= Record set =
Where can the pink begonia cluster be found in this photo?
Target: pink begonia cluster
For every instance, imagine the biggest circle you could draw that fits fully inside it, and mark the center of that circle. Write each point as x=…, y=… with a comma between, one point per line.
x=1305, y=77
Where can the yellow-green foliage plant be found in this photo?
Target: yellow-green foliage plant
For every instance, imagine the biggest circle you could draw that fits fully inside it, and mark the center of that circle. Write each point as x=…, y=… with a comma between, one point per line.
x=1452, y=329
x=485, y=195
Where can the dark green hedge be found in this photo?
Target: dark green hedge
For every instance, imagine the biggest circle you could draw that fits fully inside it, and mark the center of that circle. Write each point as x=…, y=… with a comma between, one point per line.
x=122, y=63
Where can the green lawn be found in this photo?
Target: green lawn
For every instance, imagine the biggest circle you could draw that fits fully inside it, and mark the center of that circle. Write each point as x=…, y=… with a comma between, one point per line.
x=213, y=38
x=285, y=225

= Exercise instructions =
Reproduce the data above verbatim, keeping every line in its original order.

= Solution to the exercise =
Where can the pink begonia cluster be found in this photo?
Target: pink begonia cluster
For every instance, imagine the biggest circle you could draw that fits fully inside it, and mark the center of that circle. Write each point as x=…, y=… with a comma between, one point per line.
x=1305, y=77
Where can the yellow-green foliage plant be found in this photo?
Target: yellow-green foliage plant
For every instance, imagine the biggest circle you could draw that fits fully inside it, and mark the center of that circle. Write each point as x=…, y=… with a comma between, one point per line.
x=1452, y=329
x=485, y=195
Where can the dark green hedge be found in this photo?
Target: dark green hedge
For every instance, imagine the biggest circle you could draw that fits fully inside it, and mark the center of that circle. Write each point as x=…, y=… with a comma between, one point per line.
x=122, y=63
Where can the green lawn be found in this photo?
Target: green lawn
For every instance, imagine the biggest circle you could draw that fits fully inside it, and mark the center of that circle. Write each point as x=…, y=… with a comma between, one point per line.
x=213, y=38
x=285, y=225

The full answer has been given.